TASK OBJECTIVE |
Identify every line in the records below that contains the word "grass", and reproduce each one.

DATA PROVIDED |
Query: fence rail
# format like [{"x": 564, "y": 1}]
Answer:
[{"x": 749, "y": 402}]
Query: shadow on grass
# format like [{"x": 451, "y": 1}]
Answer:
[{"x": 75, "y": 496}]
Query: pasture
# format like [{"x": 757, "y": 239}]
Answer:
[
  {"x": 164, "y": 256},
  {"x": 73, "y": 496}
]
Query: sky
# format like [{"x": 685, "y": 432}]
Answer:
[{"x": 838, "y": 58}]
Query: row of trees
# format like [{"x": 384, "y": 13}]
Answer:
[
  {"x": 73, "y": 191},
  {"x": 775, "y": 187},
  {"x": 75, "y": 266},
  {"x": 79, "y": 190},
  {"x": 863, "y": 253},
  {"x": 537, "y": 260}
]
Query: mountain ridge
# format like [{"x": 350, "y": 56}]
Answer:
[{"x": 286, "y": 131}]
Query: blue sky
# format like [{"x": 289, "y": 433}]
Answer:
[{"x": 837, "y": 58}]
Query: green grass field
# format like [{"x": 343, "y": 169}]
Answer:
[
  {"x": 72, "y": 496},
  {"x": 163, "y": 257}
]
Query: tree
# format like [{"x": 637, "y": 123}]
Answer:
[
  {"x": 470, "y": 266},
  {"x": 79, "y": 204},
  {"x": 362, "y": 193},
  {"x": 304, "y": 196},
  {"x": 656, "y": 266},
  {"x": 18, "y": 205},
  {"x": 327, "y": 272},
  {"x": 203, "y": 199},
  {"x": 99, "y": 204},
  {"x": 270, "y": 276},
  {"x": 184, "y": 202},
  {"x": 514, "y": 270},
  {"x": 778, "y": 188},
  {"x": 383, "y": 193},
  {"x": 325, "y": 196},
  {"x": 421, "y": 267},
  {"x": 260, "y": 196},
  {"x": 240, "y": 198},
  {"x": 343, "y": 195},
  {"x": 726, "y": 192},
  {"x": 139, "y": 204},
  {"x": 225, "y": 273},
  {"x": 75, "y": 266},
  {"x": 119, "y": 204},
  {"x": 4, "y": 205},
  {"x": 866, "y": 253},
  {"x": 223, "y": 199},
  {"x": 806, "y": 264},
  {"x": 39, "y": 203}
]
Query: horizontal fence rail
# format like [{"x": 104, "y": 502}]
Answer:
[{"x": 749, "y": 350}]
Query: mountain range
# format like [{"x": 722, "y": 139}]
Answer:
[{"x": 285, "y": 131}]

WRITTEN ANSWER |
Query: shadow on grass
Query: green grass field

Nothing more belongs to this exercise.